==== DATA FOR THIS TASK ====
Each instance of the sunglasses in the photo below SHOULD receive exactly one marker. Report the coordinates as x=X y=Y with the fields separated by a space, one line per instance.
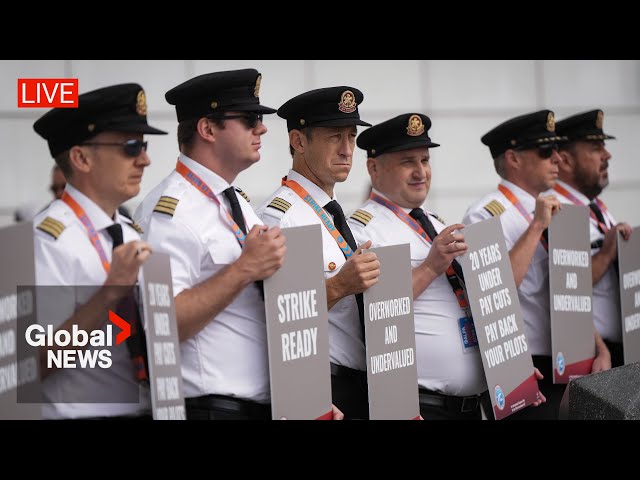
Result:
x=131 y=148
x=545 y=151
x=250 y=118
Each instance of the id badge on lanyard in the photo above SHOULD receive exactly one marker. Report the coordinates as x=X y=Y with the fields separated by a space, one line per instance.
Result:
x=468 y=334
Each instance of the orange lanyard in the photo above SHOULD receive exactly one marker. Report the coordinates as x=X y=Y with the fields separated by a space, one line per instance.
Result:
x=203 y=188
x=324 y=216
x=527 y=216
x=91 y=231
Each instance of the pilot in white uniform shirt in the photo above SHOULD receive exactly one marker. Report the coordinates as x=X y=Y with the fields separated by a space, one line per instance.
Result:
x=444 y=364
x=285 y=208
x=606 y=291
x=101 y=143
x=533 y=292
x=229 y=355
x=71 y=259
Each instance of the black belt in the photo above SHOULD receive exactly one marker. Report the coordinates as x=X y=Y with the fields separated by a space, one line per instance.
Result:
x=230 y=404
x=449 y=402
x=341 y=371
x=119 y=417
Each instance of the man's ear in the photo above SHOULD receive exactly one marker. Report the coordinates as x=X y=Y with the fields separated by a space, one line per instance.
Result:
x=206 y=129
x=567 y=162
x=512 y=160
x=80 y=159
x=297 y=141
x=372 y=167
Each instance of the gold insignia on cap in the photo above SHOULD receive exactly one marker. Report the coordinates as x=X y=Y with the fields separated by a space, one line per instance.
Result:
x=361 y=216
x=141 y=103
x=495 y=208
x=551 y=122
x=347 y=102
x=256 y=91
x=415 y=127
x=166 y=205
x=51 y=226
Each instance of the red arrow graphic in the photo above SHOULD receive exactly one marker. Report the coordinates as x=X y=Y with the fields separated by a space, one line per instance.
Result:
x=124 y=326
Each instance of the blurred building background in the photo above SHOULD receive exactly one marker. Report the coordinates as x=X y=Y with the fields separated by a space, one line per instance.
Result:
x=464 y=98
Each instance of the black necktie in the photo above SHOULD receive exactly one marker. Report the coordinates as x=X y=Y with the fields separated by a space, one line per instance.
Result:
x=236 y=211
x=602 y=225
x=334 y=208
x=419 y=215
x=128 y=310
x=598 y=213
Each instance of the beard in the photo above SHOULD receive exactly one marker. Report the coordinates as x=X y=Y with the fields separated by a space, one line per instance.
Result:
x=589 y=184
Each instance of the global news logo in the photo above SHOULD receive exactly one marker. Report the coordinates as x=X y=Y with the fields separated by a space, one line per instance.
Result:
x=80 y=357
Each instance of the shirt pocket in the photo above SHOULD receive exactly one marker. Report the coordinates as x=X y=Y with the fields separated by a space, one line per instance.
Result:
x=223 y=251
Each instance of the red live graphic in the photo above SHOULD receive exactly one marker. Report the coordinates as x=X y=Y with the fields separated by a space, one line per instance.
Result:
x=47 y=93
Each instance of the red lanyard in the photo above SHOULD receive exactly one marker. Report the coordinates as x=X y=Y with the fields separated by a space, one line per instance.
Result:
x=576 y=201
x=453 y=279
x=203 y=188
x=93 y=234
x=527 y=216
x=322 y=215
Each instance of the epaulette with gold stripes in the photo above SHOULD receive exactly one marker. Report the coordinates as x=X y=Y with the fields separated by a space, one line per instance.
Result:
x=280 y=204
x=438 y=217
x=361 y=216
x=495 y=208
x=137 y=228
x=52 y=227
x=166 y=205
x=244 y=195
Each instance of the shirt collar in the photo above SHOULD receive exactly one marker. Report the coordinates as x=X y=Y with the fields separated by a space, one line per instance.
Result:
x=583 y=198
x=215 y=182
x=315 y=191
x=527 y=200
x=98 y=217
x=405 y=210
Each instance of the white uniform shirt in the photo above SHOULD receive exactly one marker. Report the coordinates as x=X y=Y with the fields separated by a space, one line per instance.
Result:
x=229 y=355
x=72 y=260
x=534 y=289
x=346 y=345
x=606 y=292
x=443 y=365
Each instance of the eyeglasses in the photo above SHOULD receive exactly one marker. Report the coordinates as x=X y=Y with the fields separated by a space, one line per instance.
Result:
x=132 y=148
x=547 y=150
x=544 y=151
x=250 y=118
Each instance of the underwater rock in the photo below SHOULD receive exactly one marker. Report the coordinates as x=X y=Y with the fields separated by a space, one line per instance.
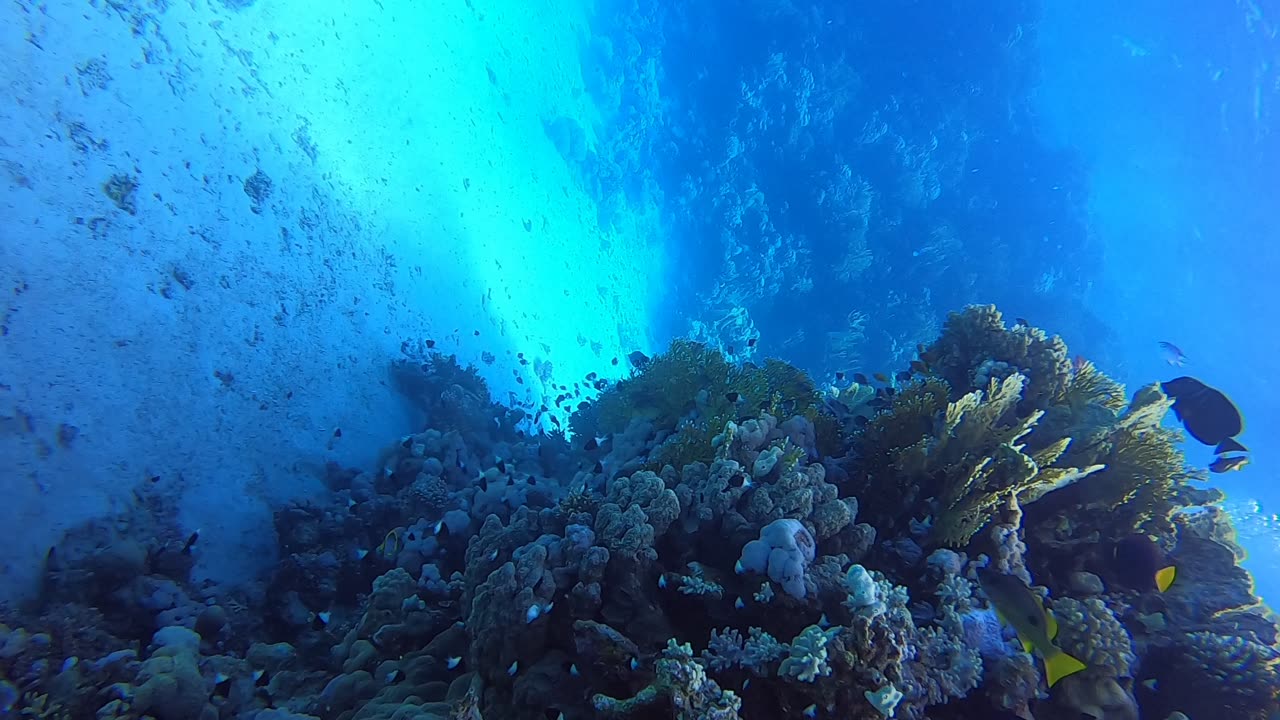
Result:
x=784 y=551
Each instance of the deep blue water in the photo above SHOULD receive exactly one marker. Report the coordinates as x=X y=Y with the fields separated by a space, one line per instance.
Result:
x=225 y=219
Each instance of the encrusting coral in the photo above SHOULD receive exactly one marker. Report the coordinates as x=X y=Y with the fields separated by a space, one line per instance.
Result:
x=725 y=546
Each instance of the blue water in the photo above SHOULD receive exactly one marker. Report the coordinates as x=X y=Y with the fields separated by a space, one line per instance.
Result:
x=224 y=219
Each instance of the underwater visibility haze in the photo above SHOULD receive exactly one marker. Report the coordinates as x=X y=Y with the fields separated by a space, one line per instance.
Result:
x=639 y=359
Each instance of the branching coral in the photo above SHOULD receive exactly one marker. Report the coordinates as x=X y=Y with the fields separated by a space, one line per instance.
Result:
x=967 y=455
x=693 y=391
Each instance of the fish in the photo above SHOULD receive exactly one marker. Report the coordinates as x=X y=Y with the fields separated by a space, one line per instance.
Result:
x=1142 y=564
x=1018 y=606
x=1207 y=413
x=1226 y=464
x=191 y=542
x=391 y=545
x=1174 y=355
====
→ ACTION ITEM
Find every line in the records that uses the string "coral", then copy it.

→ TASK OUTPUT
Each instance of the encrusting coral in the photo above SHOULD receive exactly one marker. Report the coordinates as x=X y=Y with the fields separated by a space, one line per instance.
Each instance of the branching coral in the photo above SHOULD receive exactly one marker. Report the coordinates as x=X y=Y with the fields separated by a space, one line per instance.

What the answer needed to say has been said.